Please answer these questions using the text on the Philippine Sports Hall of Fame below.
(a) Which law established the hall of fame, and who signed it?
(b) What body manages the hall of fame's operations?
(c) What medal at any Olympic Games is enough for eligibility?

---------- SELECTED EXCERPT ----------

- Awarded for: Recognition of Filipino athletes and coaches for their contribution in Philippine sports
- Location: Metro Manila, Philippines
- Presented by: Philippine Sports Commission
- First award: May 10, 2010

= Philippine Sports Hall of Fame =

The Philippine Sports Hall of Fame (PSHOF) is a hall of fame established in 1999 to honor Filipino athletes, trainers, and coaches with the first batch of inductees included in the hall of fame in 2010.

The Philippine Sports Commission manages the operations of the hall of fame.
==Background==
The Philippine Sports Hall of Fame was established through legislation, particularly Republic Act No. 8757 which was signed into law on November 25, 1999 by then-President Joseph Estrada to "immortalize the Filipino Sports heritage" which were meant to serve as an inspiration to Filipinos. The first time Filipino athletes were inducted in the hall of fame was in 2010.

==Eligibility==
By law, those eligible to be inducted to the Philippine Sports Hall of Fame must be Filipino athletes, coaches and trainers must satisfy at least one of these criteria:
- Won a gold medal in any SEA Games.
- Won at least a silver in the Asian Games, or any Asia-level or regional games.
- Bronze medalist in any Olympic Games or world-level competitions.
- World champion in any professional or amateur sports competition.

---------- STORED ROWS ----------

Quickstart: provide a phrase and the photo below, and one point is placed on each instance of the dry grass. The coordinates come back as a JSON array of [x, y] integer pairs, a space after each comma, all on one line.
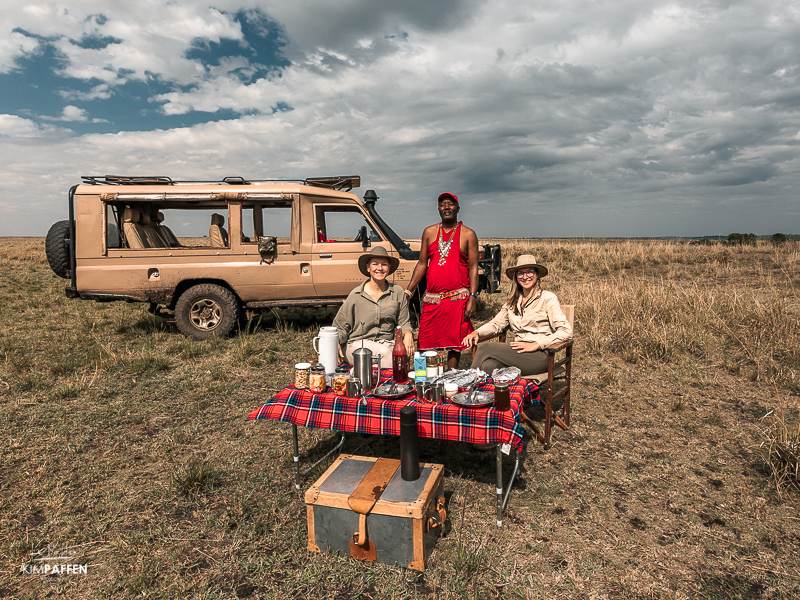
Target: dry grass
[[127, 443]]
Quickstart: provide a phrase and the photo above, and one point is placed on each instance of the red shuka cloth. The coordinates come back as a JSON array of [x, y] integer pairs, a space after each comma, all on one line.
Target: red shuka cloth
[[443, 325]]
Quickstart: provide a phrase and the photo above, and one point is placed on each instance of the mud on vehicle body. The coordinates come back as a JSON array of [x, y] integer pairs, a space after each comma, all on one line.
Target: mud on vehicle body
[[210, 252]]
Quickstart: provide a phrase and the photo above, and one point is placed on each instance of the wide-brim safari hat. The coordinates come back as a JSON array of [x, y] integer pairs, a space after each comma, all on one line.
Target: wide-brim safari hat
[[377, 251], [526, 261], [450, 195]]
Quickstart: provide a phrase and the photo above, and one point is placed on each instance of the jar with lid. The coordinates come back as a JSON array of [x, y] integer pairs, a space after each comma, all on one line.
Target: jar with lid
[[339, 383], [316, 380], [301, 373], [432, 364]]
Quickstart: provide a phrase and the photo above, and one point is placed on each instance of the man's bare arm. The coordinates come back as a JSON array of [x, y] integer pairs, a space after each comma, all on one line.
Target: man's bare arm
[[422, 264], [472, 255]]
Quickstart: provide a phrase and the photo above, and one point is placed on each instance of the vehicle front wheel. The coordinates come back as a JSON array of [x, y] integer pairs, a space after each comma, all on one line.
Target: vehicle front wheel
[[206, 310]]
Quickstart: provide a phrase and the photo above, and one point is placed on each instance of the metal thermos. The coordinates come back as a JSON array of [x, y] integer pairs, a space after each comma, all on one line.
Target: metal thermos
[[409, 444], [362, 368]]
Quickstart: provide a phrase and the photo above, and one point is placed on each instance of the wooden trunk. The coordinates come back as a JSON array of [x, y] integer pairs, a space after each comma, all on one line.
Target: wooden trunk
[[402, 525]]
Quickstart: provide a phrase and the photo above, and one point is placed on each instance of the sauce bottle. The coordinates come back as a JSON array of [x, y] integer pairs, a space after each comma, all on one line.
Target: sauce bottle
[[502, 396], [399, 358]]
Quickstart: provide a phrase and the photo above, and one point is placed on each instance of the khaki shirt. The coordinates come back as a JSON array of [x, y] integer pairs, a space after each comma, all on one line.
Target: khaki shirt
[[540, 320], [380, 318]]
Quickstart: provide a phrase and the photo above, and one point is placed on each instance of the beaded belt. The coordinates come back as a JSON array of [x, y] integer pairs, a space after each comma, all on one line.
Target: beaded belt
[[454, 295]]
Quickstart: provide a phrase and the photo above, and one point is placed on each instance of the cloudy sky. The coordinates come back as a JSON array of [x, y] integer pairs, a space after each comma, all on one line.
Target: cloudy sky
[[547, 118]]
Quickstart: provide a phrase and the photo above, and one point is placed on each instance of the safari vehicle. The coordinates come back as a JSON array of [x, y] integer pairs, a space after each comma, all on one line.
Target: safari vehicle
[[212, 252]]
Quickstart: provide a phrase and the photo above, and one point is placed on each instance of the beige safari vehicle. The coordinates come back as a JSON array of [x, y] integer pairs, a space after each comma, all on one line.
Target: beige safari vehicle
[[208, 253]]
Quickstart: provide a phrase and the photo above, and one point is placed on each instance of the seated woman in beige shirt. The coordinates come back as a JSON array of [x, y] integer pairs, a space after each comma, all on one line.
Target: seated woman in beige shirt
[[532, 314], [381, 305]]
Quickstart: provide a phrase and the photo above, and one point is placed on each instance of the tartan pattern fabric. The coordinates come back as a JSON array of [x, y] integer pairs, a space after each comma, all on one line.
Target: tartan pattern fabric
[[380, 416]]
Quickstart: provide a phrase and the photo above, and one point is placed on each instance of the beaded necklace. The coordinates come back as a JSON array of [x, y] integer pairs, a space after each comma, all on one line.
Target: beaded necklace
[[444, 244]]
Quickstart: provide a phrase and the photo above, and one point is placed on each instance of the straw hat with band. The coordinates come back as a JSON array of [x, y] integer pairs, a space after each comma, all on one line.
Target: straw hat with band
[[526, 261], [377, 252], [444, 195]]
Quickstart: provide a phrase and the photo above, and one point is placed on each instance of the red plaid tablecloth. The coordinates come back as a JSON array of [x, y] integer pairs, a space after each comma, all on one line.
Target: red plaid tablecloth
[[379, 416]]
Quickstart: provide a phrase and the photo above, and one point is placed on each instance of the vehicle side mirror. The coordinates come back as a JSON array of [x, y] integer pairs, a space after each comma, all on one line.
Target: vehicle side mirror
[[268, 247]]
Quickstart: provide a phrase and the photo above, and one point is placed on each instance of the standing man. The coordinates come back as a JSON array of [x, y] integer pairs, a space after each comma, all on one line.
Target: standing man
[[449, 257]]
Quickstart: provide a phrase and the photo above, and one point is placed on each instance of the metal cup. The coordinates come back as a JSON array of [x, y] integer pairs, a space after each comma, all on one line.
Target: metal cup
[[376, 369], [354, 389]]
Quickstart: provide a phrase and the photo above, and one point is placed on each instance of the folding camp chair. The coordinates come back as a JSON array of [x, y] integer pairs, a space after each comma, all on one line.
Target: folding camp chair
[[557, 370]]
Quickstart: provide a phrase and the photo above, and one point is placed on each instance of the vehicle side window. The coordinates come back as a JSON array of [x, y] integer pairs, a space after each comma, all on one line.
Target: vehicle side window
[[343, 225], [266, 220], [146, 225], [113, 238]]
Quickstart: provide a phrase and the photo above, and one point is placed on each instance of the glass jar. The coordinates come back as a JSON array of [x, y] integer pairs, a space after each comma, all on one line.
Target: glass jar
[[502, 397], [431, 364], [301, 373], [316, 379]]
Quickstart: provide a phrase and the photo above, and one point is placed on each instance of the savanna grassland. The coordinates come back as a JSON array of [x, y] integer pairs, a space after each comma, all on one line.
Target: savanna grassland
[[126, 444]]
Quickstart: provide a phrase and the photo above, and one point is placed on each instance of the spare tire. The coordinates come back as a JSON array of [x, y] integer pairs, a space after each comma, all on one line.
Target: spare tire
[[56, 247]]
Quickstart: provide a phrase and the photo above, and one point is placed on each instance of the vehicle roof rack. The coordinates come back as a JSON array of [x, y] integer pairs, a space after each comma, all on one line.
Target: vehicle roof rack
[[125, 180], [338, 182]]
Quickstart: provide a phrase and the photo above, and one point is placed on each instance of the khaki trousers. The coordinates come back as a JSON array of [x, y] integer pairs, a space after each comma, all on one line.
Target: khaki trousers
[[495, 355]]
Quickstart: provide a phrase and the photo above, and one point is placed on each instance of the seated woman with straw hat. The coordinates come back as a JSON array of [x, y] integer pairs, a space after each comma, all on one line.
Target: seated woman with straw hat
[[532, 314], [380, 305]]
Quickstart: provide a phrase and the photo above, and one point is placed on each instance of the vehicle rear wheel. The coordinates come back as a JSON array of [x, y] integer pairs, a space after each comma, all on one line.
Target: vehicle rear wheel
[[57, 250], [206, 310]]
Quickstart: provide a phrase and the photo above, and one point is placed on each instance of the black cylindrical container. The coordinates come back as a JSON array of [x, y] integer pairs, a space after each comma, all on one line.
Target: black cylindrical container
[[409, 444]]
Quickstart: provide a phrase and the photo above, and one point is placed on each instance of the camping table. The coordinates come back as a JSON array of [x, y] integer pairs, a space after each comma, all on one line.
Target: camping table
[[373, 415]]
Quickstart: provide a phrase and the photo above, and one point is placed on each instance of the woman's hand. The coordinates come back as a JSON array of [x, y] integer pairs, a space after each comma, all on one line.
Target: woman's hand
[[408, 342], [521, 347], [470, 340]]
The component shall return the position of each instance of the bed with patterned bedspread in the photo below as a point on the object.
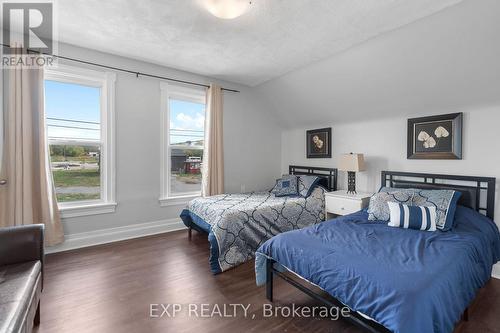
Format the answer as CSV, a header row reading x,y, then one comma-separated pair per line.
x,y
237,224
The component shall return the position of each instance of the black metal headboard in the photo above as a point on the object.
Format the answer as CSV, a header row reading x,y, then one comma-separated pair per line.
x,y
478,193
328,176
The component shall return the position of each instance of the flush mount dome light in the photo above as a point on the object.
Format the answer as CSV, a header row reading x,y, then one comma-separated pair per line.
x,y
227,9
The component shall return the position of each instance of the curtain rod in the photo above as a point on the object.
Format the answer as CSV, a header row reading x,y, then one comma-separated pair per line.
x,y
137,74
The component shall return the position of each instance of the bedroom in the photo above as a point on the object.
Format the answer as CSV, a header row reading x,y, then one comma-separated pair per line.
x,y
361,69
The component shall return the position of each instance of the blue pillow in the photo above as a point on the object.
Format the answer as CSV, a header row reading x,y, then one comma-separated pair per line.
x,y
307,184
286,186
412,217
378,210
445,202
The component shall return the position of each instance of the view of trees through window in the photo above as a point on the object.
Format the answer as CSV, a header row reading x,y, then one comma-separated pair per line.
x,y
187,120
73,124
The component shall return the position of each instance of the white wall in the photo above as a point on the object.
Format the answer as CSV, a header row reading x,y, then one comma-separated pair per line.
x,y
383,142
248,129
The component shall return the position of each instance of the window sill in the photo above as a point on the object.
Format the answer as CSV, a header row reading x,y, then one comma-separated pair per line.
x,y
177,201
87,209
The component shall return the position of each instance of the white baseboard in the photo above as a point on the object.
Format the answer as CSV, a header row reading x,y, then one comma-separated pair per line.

----------

◆ **ANSWER BELOW**
(a) Republic Act No. 8757, signed by then-President Joseph Estrada on November 25, 1999.
(b) The Philippine Sports Commission.
(c) A bronze medal.